The task ▸ Copy out again every line of the data below, from the line containing "Let me know if the brick" down to the line containing "[3,32,620,308]", both ends included.

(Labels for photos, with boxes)
################

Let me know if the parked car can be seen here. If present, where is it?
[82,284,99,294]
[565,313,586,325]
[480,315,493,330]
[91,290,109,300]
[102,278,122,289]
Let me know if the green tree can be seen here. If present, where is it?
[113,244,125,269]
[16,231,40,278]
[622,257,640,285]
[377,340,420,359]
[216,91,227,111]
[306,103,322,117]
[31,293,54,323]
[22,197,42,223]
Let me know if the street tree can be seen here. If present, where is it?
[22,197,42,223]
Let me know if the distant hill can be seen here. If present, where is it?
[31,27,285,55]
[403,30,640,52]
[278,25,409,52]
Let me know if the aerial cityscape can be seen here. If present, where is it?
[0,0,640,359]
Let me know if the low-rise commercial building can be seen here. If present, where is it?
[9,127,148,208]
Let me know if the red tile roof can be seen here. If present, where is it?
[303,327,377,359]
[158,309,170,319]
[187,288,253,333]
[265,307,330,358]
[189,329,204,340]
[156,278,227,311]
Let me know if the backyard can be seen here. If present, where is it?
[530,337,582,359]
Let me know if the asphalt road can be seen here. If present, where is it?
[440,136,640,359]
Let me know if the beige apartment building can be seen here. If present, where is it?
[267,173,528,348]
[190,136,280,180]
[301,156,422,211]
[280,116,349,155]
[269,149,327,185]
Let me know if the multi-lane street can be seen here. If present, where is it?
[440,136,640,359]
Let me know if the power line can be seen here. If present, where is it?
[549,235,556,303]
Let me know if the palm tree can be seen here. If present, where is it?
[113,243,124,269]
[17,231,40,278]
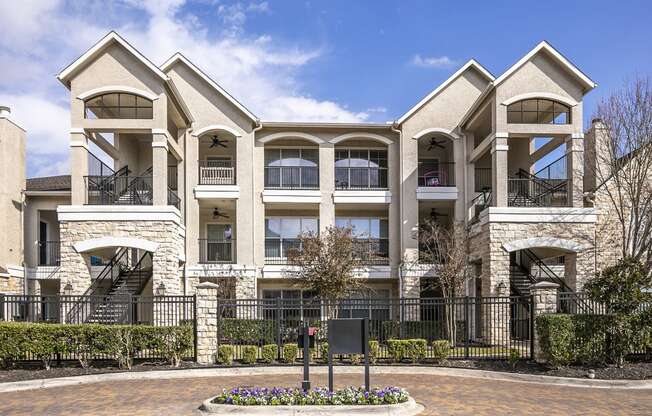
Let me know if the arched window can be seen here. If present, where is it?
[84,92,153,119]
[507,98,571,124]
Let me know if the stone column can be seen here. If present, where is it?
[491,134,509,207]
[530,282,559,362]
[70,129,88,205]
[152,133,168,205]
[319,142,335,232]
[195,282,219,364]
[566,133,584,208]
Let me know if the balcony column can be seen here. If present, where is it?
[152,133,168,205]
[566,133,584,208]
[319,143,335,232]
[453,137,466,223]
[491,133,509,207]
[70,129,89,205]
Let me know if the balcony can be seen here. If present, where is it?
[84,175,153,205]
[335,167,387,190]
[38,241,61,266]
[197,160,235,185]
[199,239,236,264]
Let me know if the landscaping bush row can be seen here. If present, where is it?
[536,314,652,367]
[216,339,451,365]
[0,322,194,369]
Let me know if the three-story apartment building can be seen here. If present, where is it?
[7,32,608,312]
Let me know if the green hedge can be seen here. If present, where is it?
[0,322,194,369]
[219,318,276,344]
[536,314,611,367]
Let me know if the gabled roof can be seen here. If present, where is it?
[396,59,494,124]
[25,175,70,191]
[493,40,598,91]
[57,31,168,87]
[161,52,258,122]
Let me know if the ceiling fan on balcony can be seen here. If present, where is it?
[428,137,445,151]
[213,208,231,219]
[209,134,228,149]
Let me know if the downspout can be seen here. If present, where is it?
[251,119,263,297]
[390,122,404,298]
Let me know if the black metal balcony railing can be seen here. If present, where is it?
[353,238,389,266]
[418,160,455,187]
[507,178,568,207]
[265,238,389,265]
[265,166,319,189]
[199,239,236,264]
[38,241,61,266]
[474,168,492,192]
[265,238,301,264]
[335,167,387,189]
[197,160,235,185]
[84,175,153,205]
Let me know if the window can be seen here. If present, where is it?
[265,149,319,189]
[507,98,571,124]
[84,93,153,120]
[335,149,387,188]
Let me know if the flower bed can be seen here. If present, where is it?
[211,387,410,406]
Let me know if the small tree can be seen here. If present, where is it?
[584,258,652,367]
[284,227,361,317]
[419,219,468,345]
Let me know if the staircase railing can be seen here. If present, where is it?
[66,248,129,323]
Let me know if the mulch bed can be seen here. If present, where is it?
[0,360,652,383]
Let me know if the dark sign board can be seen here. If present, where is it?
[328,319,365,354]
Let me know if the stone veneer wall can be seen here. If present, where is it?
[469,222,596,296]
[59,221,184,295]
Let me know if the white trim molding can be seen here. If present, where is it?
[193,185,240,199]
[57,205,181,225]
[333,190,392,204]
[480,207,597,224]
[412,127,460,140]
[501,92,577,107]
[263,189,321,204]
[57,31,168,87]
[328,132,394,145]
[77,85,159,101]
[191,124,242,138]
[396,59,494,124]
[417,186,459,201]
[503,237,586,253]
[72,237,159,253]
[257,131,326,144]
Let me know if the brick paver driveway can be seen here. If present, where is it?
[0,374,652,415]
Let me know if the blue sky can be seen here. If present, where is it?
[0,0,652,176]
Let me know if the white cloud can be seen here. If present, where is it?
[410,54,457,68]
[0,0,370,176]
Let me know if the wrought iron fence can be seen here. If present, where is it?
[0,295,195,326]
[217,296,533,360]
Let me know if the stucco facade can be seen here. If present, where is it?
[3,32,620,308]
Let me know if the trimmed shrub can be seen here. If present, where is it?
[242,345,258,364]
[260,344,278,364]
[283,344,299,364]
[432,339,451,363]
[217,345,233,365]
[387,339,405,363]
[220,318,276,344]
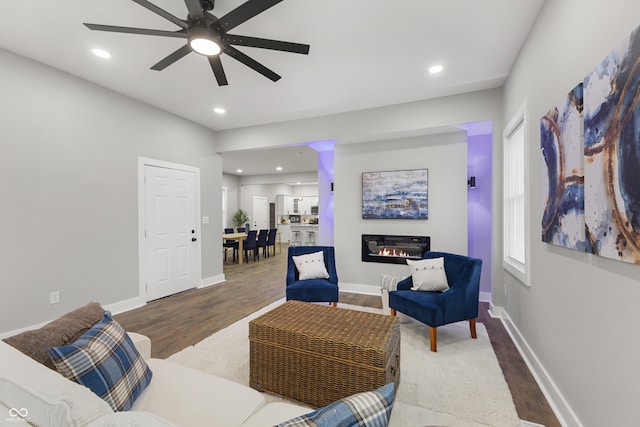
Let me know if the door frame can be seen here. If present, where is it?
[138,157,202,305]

################

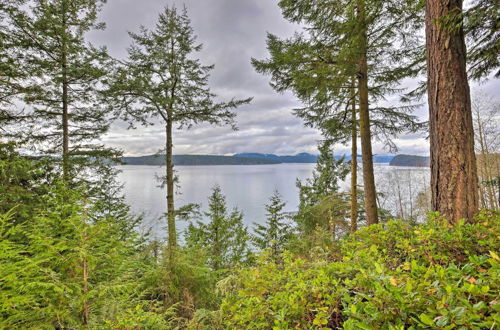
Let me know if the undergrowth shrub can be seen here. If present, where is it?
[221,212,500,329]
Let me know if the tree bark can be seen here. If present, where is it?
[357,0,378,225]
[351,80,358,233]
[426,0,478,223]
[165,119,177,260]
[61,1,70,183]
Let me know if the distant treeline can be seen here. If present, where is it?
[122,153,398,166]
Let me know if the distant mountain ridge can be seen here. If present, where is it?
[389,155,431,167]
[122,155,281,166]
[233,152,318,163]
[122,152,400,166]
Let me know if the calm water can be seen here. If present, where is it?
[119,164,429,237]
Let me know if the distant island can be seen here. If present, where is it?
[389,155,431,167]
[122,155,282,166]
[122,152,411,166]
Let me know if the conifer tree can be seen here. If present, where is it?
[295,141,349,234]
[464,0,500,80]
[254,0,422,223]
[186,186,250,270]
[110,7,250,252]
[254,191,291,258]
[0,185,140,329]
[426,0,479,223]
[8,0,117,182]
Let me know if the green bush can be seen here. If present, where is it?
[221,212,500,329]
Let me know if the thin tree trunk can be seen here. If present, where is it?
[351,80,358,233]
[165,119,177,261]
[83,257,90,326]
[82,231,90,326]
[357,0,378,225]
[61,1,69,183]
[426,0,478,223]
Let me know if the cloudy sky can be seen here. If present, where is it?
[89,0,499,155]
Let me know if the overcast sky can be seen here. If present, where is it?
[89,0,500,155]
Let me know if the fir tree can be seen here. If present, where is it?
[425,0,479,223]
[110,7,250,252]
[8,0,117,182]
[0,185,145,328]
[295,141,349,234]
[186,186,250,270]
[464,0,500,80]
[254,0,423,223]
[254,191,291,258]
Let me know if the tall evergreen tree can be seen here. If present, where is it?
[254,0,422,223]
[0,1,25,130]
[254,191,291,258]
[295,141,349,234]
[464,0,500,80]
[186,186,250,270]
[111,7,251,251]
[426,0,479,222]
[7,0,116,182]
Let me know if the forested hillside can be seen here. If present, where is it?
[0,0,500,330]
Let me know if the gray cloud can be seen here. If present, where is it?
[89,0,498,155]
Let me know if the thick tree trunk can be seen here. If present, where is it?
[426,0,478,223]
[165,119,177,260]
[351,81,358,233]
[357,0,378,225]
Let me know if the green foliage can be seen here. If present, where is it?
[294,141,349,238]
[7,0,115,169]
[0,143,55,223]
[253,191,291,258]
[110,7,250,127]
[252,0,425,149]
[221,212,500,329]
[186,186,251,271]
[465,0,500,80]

################

Output of the task ▸
Let me know if the brick paver driveway can be seen here. If present, where is it?
[0,374,652,415]
Let me know if the blue sky can be seen here. If present, where is it?
[0,0,652,176]
Let me know if the white cloud can be seen here. If present, where is it?
[410,54,457,68]
[0,0,370,176]
Let me know if the wrought iron fence can be seen here. If present, where is it?
[0,295,195,326]
[217,296,533,360]
Let me know if the stucco facade can be seen here. If present, where is it?
[3,32,620,308]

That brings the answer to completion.